> **EXCERPTED TEXT**
* START *
Skip to content

vimc/montagu-db-backup

Repository files navigation

Montagu DB backup

As the database has grown (from a few 10s of MB up to GB) the dump-and-restore approach we are using is becoming painful. Downloading from S3 takes quite a while (especially verification with duplicati) and the restore (pg_restore) takes a long time to rebuild the indices.

Design

See design.md for a description of the system with less archaelogical content.

Deployment

Barman is running on annex.montagu.dide.ic.ac.uk as container montagu-barman

git clone https://github.com/vimc/montagu-db-backup
cd montagu-db-backup
pip3 install -r requirements.txt

Then install the command with

sudo ./install

which sets up a barman-montagu command that can be used from anywhere on the computer that refers to the configuration in this directory (you can also use ./barman-montagu and avoid installing).

Then you can interact with the barman container the barman-montagu command:

$ barman-montagu --help
Set up and use barman (Postgres streaming backup) for montagu

Usage:
  barman-montagu setup [options] --slot=<slot> <host>
  barman-montagu status
  barman-montagu barman [--] [<args>...]
  barman-montagu recover [--wipe-first] [<backup-id>]
  barman-montagu update-nightly
  barman-montagu wipe-recover
  barman-montagu destroy

Options:
  --password-group=<group>  Password group [default: production]
  --image-tag=<tag>         Barman image tag [default: master]
  --image-source=<repo>     The Docker registry to pull from [default: vimc]
  --pull-image              Pull image before running?
  --no-clean-on-error       Don't clean up container/volumes on error
  --slot=<slot>             Replication slot to use on the db

These commands create and pass through to the barman process in a long running container that is called barman-montagu

To set up barman:

barman-montagu setup --pull-image --slot barman production.montagu.dide.ic.ac.uk
./start-metrics.sh       # Exposes Prometheus metrics on port 5000

Or, for local testing you would want:

barman-montagu setup --pull-image --slot barman localhost

Or, for testing a locally built barman image, something like:

docker build --tag montagu-barman:test .
* END *
[Location annotation dataset excerpts]
* START *
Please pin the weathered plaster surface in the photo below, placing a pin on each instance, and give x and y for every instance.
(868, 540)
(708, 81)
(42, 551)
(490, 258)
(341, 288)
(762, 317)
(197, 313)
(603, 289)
* END *
> **REQUIRED TASKS**
a - According to the repository readme, on which machine is Barman running?
b - Write out the rows again, swapping "weathered" for "cracked" and leaving everything else unchanged.
The rows and the repository readme are unrelated material.

> **SOLUTIONS PER TASK**
a - Barman runs on annex.montagu.dide.ic.ac.uk, as the container montagu-barman.

b -
Please pin the cracked plaster surface in the photo below, placing a pin on each instance, and give x and y for every instance.
(868, 540)
(708, 81)
(42, 551)
(490, 258)
(341, 288)
(762, 317)
(197, 313)
(603, 289)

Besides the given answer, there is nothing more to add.